▸ **Extract to read**:
-- -- --
Wednesday, March 5, 2014

Interview with Doug, Max, and Natalie from Good Willsmith

The Cover of their Upcoming LP
Good Willsmith is a deep zone. It’s the collaboration of three young music enthusiasts (Max Allison, Doug Kaplan, and Natalie Chami) who went to Northwestern and decided to play music together, albeit after they had graduated. They make experimental music that hovers in the realm of ambient, drone, and noise. It’s also breathtakingly beautiful. GWS successfully weaves guitars, synthesizers, voice, and more through loops and effects. No set is the same as the next, though similar overall structures or ideas may be present. GWS has put out several releases, some of which are on Doug and Max's label Hausu Mountain. In addition, they have a full-length LP coming up in about a month, which is distributed through THRILL JOCKEY

Hausu Mountain prominently features an homage to Obayashi's classic flick in its logo. The label puts out a lot of releases and I have yet to run across one that is lacking. I recently did an interview with their label's D/A/D who put out an excellent cassette called The Construct, which got press from the likes of NPR. These dudes have not slowed down though, as they recently put out Lockbox and Sugarm cassettes.

Natalie helps run a music-putter-outer of her own called Screaming Claws, which gives resources for experimental and improvisational musicians to put out music. Each week, a new session appears, which ends up being a fully realized piece of music.

This is a pretty in-depth interview because there's a lot going on with these three. It's been really rewarding working with these folks and seeing them at shows. I got to meet Doug and Max at a Ryley Walker/Circuit Des Yeux/Mark Trecka show and I met Natalie at one of her TALSounds shows. From a personal standpoint, these three are great folks too, which goes an awful long way with me, and I can't wait to see what they do next.


I've never posted so many links at once.

Jordan: Who is Good Willsmith? When did you guys start making music? Have there been any lineup changes?

GWS: Max and Doug met Natalie through a mutual friend in 2012. Though all three of us went to Northwestern, Max and Doug didn't know Natalie while we were at school. We started recording music together in February 2012. Our first session featured our dear bud Aeron Small (who also plays with us in The Big Ship, and solo as Ron Tubman) on guitar. We find that we generally have enough happening at any moment as a three-piece - but we're definitely plotting some collab ideas for the future.

J: First off. How did you think of that name? It's brilliant!

GWS: It just came to us randomly one night and we ran with it. We try to stay lighthearted and not take ourselves seriously. The name serves as a kind of ego deflater and bullshit detector, and it sticks in people's heads pretty well. It means nothing.

J: Do any artists in particular influence or inspire Good Willsmith?

GWS: Doug and Max are inspired by the many styles and eras of music they obsess over as listeners: the contemporary "noise" underground, 20th century electronic music, the holy triumvirate of Earth / Sunn O))) / Boris, minimalism, black metal, Brian Eno, Khyal, Dhrupad, Carnatic music, kraut and kosmiche, infinite etc. These traditions provide inspiration on the level of tone, structure, atmosphere, live performance strategies, but we try to channel these ideas into something more personal and idiosyncratic when we play together. We focus on dynamics, the development of the session, listening to each other, and responding empathetically, instead of dwelling on the supposed origin or heritage of our sounds. As a live performer and "lead vocalist," Natalie identifies deeply with Alice Coltrane, Björk, Terry Riley, Sade, Aaliyah, and the work of Portishead, Broadcast, and Blonde Redhead.
-- -- --
▸ **Supplied records**:
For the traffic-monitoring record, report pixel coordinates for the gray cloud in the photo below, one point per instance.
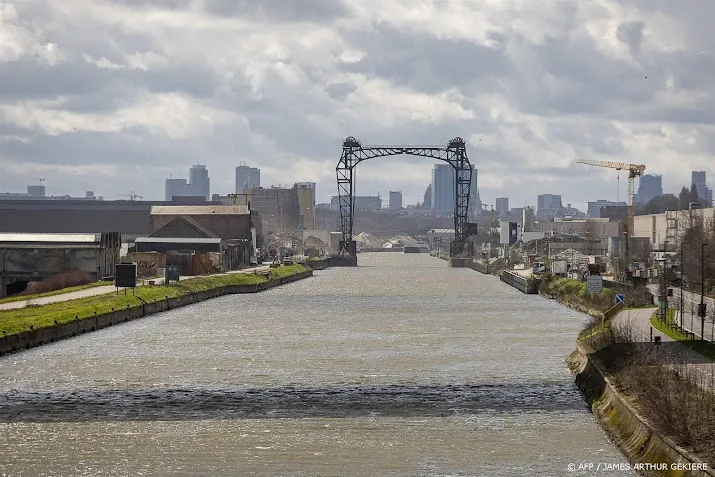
(552, 84)
(316, 11)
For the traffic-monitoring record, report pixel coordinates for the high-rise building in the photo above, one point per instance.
(650, 186)
(395, 200)
(175, 188)
(199, 182)
(444, 190)
(502, 205)
(248, 178)
(699, 179)
(548, 205)
(427, 202)
(527, 222)
(594, 208)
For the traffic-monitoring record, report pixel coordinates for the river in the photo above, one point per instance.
(401, 366)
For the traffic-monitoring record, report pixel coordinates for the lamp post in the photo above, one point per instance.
(701, 309)
(682, 285)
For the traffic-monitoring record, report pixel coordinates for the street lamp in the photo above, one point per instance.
(682, 287)
(701, 308)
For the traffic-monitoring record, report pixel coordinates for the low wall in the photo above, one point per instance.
(637, 439)
(343, 261)
(481, 267)
(523, 284)
(321, 264)
(31, 339)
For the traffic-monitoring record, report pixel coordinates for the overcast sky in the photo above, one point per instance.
(114, 96)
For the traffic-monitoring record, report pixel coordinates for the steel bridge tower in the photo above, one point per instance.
(454, 153)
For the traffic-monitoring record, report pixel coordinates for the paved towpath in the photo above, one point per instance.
(102, 290)
(639, 321)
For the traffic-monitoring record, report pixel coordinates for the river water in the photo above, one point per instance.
(401, 366)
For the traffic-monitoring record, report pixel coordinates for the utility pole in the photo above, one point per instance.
(665, 281)
(682, 285)
(701, 309)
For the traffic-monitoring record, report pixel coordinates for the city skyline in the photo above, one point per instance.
(525, 100)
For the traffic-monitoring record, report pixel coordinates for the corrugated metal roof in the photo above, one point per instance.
(58, 238)
(176, 240)
(199, 210)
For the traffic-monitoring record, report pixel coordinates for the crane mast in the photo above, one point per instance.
(634, 170)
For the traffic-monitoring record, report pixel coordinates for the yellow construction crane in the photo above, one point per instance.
(634, 170)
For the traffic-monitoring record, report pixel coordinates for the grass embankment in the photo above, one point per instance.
(573, 293)
(53, 293)
(19, 320)
(677, 399)
(670, 328)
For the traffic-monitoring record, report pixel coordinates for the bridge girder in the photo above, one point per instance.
(454, 153)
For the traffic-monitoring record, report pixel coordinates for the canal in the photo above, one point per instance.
(401, 366)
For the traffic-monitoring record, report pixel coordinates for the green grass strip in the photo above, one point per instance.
(20, 320)
(53, 293)
(702, 347)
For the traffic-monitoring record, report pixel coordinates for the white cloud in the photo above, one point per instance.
(530, 85)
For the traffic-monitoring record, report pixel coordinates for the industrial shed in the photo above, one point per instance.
(33, 257)
(166, 244)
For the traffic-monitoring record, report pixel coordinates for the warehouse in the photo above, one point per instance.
(33, 257)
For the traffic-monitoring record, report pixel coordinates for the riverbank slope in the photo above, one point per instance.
(36, 325)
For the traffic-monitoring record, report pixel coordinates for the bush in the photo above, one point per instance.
(58, 282)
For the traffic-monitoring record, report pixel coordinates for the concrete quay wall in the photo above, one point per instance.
(34, 338)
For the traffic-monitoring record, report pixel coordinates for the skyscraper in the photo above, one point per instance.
(427, 202)
(548, 205)
(650, 186)
(395, 200)
(699, 178)
(174, 188)
(199, 182)
(502, 205)
(248, 178)
(444, 190)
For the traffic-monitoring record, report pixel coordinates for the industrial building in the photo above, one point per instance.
(131, 218)
(395, 200)
(306, 202)
(279, 208)
(594, 208)
(34, 257)
(196, 229)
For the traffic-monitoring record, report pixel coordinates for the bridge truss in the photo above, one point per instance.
(454, 153)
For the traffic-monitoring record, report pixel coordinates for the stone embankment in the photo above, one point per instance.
(637, 438)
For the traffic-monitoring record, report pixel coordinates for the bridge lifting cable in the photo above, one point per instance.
(354, 152)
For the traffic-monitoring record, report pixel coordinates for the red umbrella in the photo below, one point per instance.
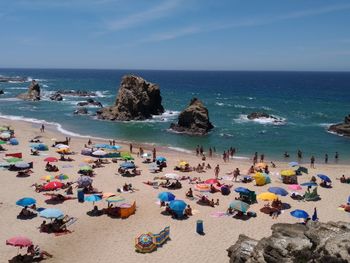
(211, 181)
(53, 185)
(51, 159)
(19, 242)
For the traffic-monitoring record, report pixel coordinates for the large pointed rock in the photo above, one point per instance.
(137, 100)
(193, 120)
(33, 92)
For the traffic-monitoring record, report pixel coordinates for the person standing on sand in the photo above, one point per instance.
(312, 162)
(217, 171)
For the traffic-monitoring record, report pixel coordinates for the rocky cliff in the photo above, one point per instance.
(33, 92)
(193, 120)
(137, 100)
(341, 128)
(314, 242)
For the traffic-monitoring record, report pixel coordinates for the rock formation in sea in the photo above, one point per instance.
(341, 128)
(137, 99)
(193, 120)
(33, 92)
(81, 111)
(313, 242)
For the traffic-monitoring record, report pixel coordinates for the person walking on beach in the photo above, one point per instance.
(312, 162)
(216, 171)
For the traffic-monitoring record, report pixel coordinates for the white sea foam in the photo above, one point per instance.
(265, 121)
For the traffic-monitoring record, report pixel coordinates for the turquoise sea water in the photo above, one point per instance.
(307, 102)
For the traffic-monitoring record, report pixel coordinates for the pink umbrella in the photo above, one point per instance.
(294, 187)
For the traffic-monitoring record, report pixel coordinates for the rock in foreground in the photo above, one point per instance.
(315, 242)
(341, 128)
(137, 100)
(193, 120)
(33, 92)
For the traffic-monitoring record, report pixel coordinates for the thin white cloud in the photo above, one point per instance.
(157, 12)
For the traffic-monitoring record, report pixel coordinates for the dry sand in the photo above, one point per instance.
(103, 239)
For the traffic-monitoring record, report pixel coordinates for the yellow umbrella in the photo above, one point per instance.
(288, 172)
(267, 196)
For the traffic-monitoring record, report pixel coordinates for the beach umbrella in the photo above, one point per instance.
(239, 205)
(172, 176)
(288, 172)
(293, 164)
(202, 187)
(115, 199)
(278, 191)
(324, 178)
(99, 153)
(53, 185)
(294, 187)
(211, 181)
(22, 165)
(13, 160)
(92, 198)
(161, 159)
(19, 241)
(166, 196)
(62, 177)
(51, 159)
(145, 243)
(26, 201)
(308, 184)
(242, 190)
(127, 165)
(47, 177)
(299, 214)
(84, 181)
(177, 205)
(267, 196)
(51, 213)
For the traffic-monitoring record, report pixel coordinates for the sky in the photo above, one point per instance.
(176, 34)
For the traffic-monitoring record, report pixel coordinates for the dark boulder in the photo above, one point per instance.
(137, 100)
(193, 120)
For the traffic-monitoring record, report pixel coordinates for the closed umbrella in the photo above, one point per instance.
(26, 201)
(51, 213)
(278, 191)
(166, 196)
(299, 214)
(239, 205)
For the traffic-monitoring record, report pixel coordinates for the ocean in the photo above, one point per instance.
(306, 102)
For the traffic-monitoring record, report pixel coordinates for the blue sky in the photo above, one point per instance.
(176, 34)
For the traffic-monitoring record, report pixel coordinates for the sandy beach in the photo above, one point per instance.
(104, 239)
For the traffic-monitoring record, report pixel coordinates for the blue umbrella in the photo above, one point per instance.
(299, 214)
(242, 190)
(127, 165)
(51, 213)
(177, 205)
(309, 184)
(324, 178)
(278, 191)
(292, 164)
(26, 201)
(161, 159)
(93, 198)
(166, 196)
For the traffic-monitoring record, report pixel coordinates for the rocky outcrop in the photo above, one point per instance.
-- -- --
▸ **List of tasks**:
• 1. In the Good Willsmith interview, what does the band say its name does for it, in one to three sentences?
• 2. Can you reproduce the passage of the Good Willsmith interview that opens with the words containing "GWS: Max and" and closes with "inspire Good Willsmith?"?
Nothing in the listing is needed here.

▸ **Written responses**:
• 1. The band says the name serves as a kind of ego deflater and bullshit detector, which fits its effort to stay lighthearted and not take itself seriously. The name also sticks in people's heads pretty well.

• 2.
GWS: Max and Doug met Natalie through a mutual friend in 2012. Though all three of us went to Northwestern, Max and Doug didn't know Natalie while we were at school. We started recording music together in February 2012. Our first session featured our dear bud Aeron Small (who also plays with us in The Big Ship, and solo as Ron Tubman) on guitar. We find that we generally have enough happening at any moment as a three-piece - but we're definitely plotting some collab ideas for the future.

J: First off. How did you think of that name? It's brilliant!

GWS: It just came to us randomly one night and we ran with it. We try to stay lighthearted and not take ourselves seriously. The name serves as a kind of ego deflater and bullshit detector, and it sticks in people's heads pretty well. It means nothing.

J: Do any artists in particular influence or inspire Good Willsmith?